### Kaynak metin:

Bu meslek lisesindeki, uzun süreli işsizlik sıkıntısını en az yaşabileceğim bölüm hangisi olabilir? Bu bölüme geçebilmem için gereken bir not ortalaması var mı? Bu not ortalamasını tutturabilir miyim? Bu bölümden sonra meslek yüksek okullarının hangi bölümlerine gidebilirim? Bu bölümler hangi üniversitelerde bulunuyor? Bizim lisemizden mezun olan öğrenciler, önceki yıllarda hangi bölümleri kazanmışlar?
Bu lisedeki hangi bölümü bitirirsem, yakınımdaki kişiler benim işe girmeme yardımcı olabilirler mi? Önümüzdeki 3-4 yıl içinde, çevremde işe girmeme yardımcı olacak kişiler bulabilir miyim? Öğrendiğim meslekle ilgili olarak, çevremdeki kişilerle özel işler (girişimcilik gibi) yapabilir miyim? Bizim liseden önceki yıllarda mezun olanlar hangi işleri yapıyorlar?

### Malzeme:

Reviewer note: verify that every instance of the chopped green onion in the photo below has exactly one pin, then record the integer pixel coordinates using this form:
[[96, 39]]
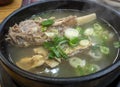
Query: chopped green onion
[[116, 44], [104, 49], [74, 41], [44, 29], [80, 30], [97, 27], [47, 22]]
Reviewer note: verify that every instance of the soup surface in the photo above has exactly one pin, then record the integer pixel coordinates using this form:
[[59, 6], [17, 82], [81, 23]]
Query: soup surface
[[72, 43]]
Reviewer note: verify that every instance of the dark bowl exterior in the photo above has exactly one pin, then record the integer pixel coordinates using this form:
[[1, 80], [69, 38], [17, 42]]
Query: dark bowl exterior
[[26, 79]]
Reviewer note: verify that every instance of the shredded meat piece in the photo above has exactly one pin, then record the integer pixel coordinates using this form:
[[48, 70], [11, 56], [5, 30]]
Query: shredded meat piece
[[29, 32], [67, 21], [25, 34]]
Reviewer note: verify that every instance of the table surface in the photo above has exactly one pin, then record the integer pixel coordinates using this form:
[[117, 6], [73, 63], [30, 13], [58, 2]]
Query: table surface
[[7, 9]]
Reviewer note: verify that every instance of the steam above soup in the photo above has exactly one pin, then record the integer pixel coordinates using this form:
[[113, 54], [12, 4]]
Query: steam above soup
[[63, 43]]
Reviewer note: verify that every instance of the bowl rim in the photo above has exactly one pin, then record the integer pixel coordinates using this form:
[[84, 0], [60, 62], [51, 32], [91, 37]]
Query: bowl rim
[[54, 80]]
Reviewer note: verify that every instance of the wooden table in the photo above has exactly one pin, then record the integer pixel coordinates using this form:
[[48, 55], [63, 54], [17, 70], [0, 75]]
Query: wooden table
[[6, 10]]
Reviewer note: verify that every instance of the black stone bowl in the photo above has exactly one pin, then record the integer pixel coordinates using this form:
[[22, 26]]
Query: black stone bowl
[[24, 78]]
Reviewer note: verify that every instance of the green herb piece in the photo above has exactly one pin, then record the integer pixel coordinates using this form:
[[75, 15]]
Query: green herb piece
[[47, 22], [80, 30], [104, 49], [63, 54], [51, 55], [43, 29], [74, 41], [116, 44], [54, 47], [97, 27]]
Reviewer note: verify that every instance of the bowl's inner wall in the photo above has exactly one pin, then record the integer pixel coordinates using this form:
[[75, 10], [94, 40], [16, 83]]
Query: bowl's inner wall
[[102, 12]]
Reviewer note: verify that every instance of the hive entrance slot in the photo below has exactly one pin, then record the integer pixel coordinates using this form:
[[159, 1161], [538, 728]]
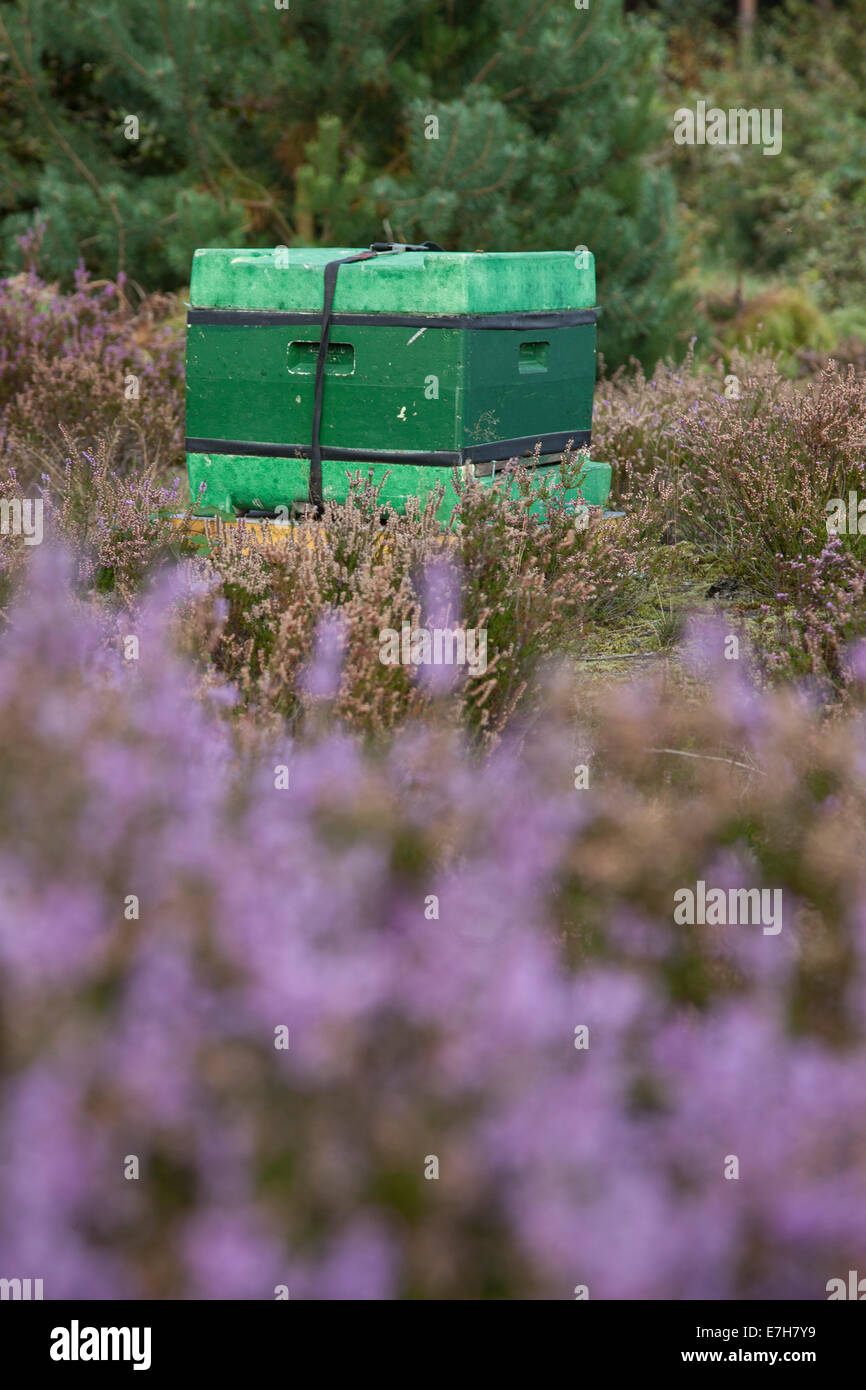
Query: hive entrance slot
[[303, 356]]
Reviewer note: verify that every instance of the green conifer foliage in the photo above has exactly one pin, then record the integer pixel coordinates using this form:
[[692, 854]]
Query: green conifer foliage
[[491, 124]]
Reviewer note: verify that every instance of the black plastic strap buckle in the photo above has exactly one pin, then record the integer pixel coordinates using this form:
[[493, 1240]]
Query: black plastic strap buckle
[[331, 273]]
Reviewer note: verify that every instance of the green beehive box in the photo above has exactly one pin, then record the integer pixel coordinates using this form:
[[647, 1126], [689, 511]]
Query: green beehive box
[[437, 360]]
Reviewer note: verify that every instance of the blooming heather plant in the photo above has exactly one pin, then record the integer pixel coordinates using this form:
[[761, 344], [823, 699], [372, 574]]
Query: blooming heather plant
[[530, 585], [316, 1022], [86, 362]]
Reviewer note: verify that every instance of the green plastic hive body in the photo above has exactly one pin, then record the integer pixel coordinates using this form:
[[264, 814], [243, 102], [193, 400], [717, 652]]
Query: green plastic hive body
[[430, 367]]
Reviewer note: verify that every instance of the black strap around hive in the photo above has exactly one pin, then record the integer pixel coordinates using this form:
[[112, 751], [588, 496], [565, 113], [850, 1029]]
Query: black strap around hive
[[331, 273]]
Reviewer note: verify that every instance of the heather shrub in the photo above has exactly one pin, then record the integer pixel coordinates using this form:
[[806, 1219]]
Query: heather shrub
[[86, 362], [324, 1005], [759, 469], [531, 584]]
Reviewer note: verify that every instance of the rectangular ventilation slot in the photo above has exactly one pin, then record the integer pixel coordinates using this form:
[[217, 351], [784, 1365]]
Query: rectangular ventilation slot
[[534, 356], [338, 363]]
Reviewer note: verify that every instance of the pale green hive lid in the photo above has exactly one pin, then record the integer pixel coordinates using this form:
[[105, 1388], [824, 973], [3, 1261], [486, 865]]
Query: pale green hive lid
[[409, 282]]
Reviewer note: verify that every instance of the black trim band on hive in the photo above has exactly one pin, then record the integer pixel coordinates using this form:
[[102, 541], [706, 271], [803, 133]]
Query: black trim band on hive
[[439, 459], [273, 319]]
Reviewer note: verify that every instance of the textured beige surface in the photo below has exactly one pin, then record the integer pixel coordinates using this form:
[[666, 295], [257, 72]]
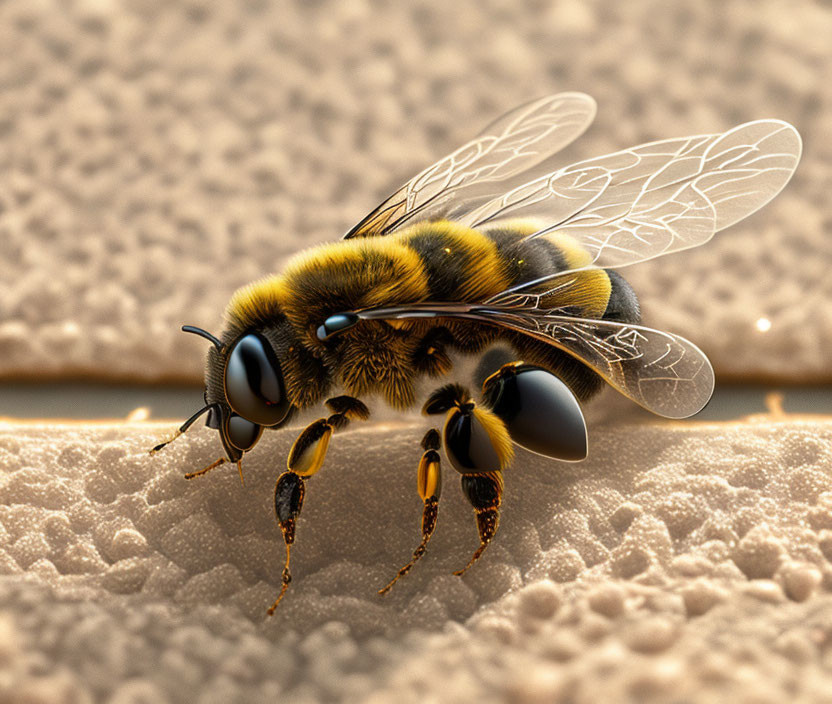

### Kısa görev:
Meslek lisesinde bölüm seçimini konu alan metni bir sonraki bölümle sürdürün. Girdilerin bu işte hiçbir rolü yok.

### Nihai sonuç:
Çevremde meslek lisesi ya da meslek yüksek okulu mezunlarını çalıştıran özel kuruluşlar var mı? Bu kuruluşlardaki yetkililer, işe aldıkları kişilerde hangi özellikler arıyorlar? İşe girdiğimde, hangi mevkii de işe başlayabilirim? En alt düzeyde, ortada ya da hangi düzeyde? En alt düzeyden başlamam teklif edilirse, ne yapmalıyım? Talep edilen maaş miktarı ya da diğer imkanlar nelerdir? Bu mezunlar işe alınıyorsa, ilerleyen yıllarda terfi etme olanağı elde edebiliyorlar mı? Bizim liseden mezun birisini bulup, bu konuları konuşmamın yararı olabilir mi?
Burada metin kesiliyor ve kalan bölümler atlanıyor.